_Stated problem_. Would you return the complete listing below word for word?

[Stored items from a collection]

☆ ☆ ☆ ☆

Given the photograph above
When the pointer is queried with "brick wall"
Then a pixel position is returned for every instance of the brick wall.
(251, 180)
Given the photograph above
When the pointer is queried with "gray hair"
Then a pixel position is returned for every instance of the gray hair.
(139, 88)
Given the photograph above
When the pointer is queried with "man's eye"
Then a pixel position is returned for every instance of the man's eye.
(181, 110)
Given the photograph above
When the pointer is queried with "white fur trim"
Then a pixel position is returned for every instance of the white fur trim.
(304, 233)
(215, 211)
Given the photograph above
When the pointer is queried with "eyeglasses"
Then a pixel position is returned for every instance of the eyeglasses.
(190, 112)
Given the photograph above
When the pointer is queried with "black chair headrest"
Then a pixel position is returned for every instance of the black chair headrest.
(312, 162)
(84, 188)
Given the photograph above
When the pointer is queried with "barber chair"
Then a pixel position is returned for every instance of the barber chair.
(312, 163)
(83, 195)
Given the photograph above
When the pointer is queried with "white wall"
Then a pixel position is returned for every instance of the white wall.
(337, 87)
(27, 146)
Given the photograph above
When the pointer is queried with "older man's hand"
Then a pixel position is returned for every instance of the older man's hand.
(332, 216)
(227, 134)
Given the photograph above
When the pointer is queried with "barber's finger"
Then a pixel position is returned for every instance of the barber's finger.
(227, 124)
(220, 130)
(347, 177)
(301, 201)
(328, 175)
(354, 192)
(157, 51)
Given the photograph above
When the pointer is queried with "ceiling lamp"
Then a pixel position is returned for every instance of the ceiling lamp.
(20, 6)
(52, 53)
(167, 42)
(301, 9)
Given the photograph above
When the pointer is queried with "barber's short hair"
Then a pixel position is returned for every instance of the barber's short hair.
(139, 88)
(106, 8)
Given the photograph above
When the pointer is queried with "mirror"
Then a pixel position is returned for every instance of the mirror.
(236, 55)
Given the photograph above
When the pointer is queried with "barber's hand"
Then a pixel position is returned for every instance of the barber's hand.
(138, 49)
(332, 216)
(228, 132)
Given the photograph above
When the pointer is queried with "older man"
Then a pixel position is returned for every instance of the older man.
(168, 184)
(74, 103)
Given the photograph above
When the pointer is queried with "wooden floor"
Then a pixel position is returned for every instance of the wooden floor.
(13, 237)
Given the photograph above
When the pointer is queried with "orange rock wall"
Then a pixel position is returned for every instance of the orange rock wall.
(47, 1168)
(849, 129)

☆ ☆ ☆ ☆

_Complete answer_.
Given the photograph above
When the pointer is queried with "brick wall"
Then a pixel position is returned for every instance of the brick wall.
(251, 180)
Given the photograph above
When the pointer is queried with "gray hair"
Then a pixel position is returned for every instance of the gray hair.
(139, 88)
Given the photograph above
When the pointer is queried with "man's eye"
Then a pixel position is returned for every instance of the man's eye.
(181, 110)
Given the photograph above
When the pointer is queried with "white fur trim"
Then a pixel position is returned for every instance of the white fur trim.
(304, 233)
(215, 211)
Given the photograph above
When the pointer is queried with "eyeglasses"
Then a pixel position is returned for every instance of the eyeglasses.
(190, 112)
Given the photograph above
When the pointer is queried with "black chair headrest"
Then a pixel position is returned for every instance of the black chair headrest.
(312, 162)
(84, 188)
Given the photograph above
When the pointer is queried with "barber chair"
Then a pixel position is returned for every instance of the barber chair.
(312, 163)
(83, 195)
Given the photograph above
When the pointer is queried with "white wall"
Then a pixel position is returned for every instance of the white wall.
(337, 87)
(27, 146)
Given the photograph above
When the pointer is queried with "older man's hand"
Then a pixel position is returned for every instance of the older man's hand.
(332, 216)
(227, 134)
Given the photograph above
When the pointer is queried with "barber's finger"
Then a pixel position is returned for every instance of the barber's finger.
(227, 124)
(220, 130)
(347, 177)
(301, 201)
(328, 175)
(354, 192)
(157, 51)
Given the photograph above
When the pointer is queried with "ceiling lamp"
Then a pixel position is returned for every instance of the ceiling lamp.
(20, 6)
(52, 53)
(167, 42)
(301, 9)
Given the photograph above
When the pointer is queried with "barber's short hair"
Then a pixel position is returned for every instance of the barber's short hair.
(139, 88)
(106, 8)
Given the photograph above
When the pointer is queried with "mirror"
Then a pixel position is returned for every instance of the mirror.
(236, 55)
Given the photograph above
When the pointer is queried with "barber's hand"
Then a pixel position is returned for every instance of the barber's hand.
(138, 49)
(332, 216)
(228, 132)
Given the photograph above
When the pointer is queried with "older man"
Then a pixel position is returned for every instance of the older man.
(168, 184)
(74, 103)
Given the photograph above
When the pointer is queried with "wooden floor"
Then a pixel position is returned for every instance of the wooden floor.
(13, 237)
Given the photograph above
When the pointer is queried with "orange rock wall"
Then a pixel position is returned for every instance of the orange rock wall.
(47, 1168)
(849, 129)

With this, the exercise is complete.